More than one in six cancers are caused by preventable or treatable infections, according to a new global study.

Researchers found that of the 12.7 million new cancer cases around the world - 2 million were caused by virus, bacteria and parasites in 2008. The study, published in The Lancet Oncolgy journal earlier this month, found 1.5 million deaths were caused by the same things.

"Infections with certain viruses, bacteria and parasites are one of the biggest and preventable causes of cancer worldwide," study authors Dr Catherine Martel and Dr Martyn Plummer wrote.

The results show Helicobacter pylori, hepatitis B and C viruses and human papillomaviruses (HPV) caused 1.9 of those infection-related cancers, Medical Daily reported. Most cases were gastric, liver and cervical.


Cervical cancer accounted for half of infection linked cancers in women, while liver and gastric cancers made up more than 80 per cent of preventable cancers in men.

**Information shown:**
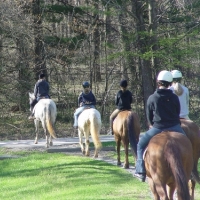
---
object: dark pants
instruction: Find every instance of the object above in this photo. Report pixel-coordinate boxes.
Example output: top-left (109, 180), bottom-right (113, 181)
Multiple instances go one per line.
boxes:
top-left (30, 99), bottom-right (38, 112)
top-left (135, 124), bottom-right (186, 174)
top-left (110, 109), bottom-right (121, 134)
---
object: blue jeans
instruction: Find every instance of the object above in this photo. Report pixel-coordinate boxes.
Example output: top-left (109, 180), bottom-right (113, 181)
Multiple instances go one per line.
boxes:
top-left (135, 124), bottom-right (186, 174)
top-left (73, 105), bottom-right (95, 127)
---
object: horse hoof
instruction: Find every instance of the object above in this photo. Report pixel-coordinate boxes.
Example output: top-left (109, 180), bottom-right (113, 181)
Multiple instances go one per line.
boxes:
top-left (123, 164), bottom-right (129, 169)
top-left (117, 162), bottom-right (122, 165)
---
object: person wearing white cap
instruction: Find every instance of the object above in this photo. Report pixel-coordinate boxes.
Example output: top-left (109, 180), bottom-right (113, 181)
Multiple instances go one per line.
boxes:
top-left (169, 70), bottom-right (190, 120)
top-left (134, 70), bottom-right (185, 182)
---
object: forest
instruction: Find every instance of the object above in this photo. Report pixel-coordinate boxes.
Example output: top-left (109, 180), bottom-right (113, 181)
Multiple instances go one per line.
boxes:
top-left (0, 0), bottom-right (200, 139)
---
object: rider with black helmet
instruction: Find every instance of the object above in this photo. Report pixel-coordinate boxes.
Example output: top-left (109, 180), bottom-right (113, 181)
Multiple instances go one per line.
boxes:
top-left (110, 80), bottom-right (132, 135)
top-left (28, 73), bottom-right (50, 120)
top-left (73, 81), bottom-right (96, 128)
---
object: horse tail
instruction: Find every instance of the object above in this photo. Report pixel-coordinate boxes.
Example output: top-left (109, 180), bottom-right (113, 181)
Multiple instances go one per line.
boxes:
top-left (45, 104), bottom-right (56, 138)
top-left (192, 129), bottom-right (200, 184)
top-left (90, 110), bottom-right (102, 150)
top-left (165, 140), bottom-right (190, 199)
top-left (127, 112), bottom-right (140, 157)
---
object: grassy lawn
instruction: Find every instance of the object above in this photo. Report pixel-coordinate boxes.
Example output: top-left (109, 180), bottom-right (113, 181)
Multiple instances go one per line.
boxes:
top-left (0, 152), bottom-right (151, 200)
top-left (0, 149), bottom-right (200, 200)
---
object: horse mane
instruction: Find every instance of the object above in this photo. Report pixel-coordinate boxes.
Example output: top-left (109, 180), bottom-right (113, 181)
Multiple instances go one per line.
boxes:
top-left (164, 139), bottom-right (190, 199)
top-left (89, 109), bottom-right (102, 150)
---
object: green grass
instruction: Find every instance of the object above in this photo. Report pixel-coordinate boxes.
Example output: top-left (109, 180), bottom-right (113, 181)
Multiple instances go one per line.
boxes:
top-left (0, 149), bottom-right (200, 200)
top-left (0, 152), bottom-right (151, 200)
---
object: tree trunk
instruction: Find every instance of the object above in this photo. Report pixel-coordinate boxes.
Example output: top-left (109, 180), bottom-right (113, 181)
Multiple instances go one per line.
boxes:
top-left (32, 0), bottom-right (47, 80)
top-left (133, 0), bottom-right (154, 125)
top-left (93, 1), bottom-right (101, 82)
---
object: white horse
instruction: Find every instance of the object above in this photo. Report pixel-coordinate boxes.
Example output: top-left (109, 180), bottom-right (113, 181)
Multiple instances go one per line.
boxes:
top-left (78, 108), bottom-right (102, 158)
top-left (29, 93), bottom-right (57, 148)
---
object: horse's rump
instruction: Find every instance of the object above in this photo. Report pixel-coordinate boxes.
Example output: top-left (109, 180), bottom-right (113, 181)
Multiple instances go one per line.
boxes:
top-left (29, 93), bottom-right (57, 147)
top-left (180, 119), bottom-right (200, 183)
top-left (33, 99), bottom-right (57, 138)
top-left (144, 132), bottom-right (193, 199)
top-left (113, 110), bottom-right (140, 168)
top-left (78, 108), bottom-right (102, 157)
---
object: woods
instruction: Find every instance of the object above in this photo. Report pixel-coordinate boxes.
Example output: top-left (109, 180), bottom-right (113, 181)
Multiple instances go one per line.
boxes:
top-left (0, 0), bottom-right (200, 138)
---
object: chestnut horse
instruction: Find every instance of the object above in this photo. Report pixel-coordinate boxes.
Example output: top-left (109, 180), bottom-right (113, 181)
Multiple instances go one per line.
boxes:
top-left (78, 108), bottom-right (102, 158)
top-left (144, 131), bottom-right (193, 200)
top-left (113, 110), bottom-right (140, 168)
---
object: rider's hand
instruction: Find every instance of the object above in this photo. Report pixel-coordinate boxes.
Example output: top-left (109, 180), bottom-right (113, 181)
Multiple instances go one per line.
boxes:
top-left (149, 125), bottom-right (153, 129)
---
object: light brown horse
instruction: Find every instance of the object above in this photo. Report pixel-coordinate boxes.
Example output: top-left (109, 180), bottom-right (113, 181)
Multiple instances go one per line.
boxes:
top-left (113, 110), bottom-right (140, 168)
top-left (144, 131), bottom-right (193, 200)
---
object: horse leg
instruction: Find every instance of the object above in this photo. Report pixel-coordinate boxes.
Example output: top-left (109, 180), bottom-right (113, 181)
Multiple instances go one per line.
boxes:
top-left (188, 179), bottom-right (196, 200)
top-left (167, 183), bottom-right (177, 200)
top-left (154, 181), bottom-right (169, 200)
top-left (44, 129), bottom-right (50, 148)
top-left (78, 129), bottom-right (85, 155)
top-left (123, 138), bottom-right (129, 169)
top-left (116, 137), bottom-right (122, 165)
top-left (148, 178), bottom-right (160, 200)
top-left (34, 119), bottom-right (39, 144)
top-left (85, 137), bottom-right (90, 156)
top-left (49, 135), bottom-right (53, 146)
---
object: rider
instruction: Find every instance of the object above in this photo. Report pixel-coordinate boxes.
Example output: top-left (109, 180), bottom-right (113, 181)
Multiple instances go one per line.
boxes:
top-left (170, 70), bottom-right (190, 120)
top-left (110, 80), bottom-right (133, 135)
top-left (134, 70), bottom-right (185, 182)
top-left (28, 73), bottom-right (50, 120)
top-left (73, 81), bottom-right (96, 128)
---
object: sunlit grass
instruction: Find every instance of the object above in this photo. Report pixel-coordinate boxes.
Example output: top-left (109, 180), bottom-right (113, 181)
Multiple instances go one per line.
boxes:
top-left (0, 152), bottom-right (151, 200)
top-left (0, 148), bottom-right (200, 200)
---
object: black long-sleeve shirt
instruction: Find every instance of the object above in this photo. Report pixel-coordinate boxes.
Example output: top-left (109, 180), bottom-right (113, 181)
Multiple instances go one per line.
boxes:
top-left (34, 79), bottom-right (49, 98)
top-left (146, 89), bottom-right (180, 128)
top-left (115, 90), bottom-right (133, 110)
top-left (78, 91), bottom-right (96, 106)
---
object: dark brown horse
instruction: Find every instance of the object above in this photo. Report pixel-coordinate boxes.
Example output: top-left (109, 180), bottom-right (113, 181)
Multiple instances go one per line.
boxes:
top-left (181, 119), bottom-right (200, 199)
top-left (113, 110), bottom-right (140, 168)
top-left (144, 132), bottom-right (193, 200)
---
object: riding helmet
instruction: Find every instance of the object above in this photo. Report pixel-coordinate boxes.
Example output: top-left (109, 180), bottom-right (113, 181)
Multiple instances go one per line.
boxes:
top-left (171, 70), bottom-right (182, 78)
top-left (120, 80), bottom-right (128, 87)
top-left (39, 73), bottom-right (45, 79)
top-left (157, 70), bottom-right (173, 83)
top-left (82, 81), bottom-right (90, 88)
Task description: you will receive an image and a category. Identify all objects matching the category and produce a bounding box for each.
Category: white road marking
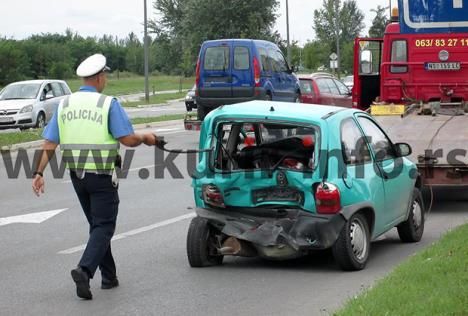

**What you need to do:**
• 1. List every infectious agent that the text on infection-linked cancers names in the sentence beginning "The results show."
• 2. Extend the article on cancers caused by infections with a few more sentences that pick up after its final sentence.

**Response list:**
• 1.
- Helicobacter pylori
- Hepatitis B virus
- Hepatitis C virus
- Human papillomaviruses (HPV)

• 2.
"Applications for existing public health methods for infection prevention, such as vaccination, safer injection practise or antimicrobal treatments, could have a substantial effect on future burden of cancer worldwide," the report claimed. There are vaccines to prevent hepatitis B and HPV.

Researchers drew on a number of sources, including World Health Organisation data on incidence estimates for 27 cancers in 184 countries.

Infection related cancers were more prevalent in sub-Saharan Africa - where about a third of cancers were caused by infection. Meanwhile, Australia and New Zealand had the lowest rates, with just four per cent of cancers attributed to these causes.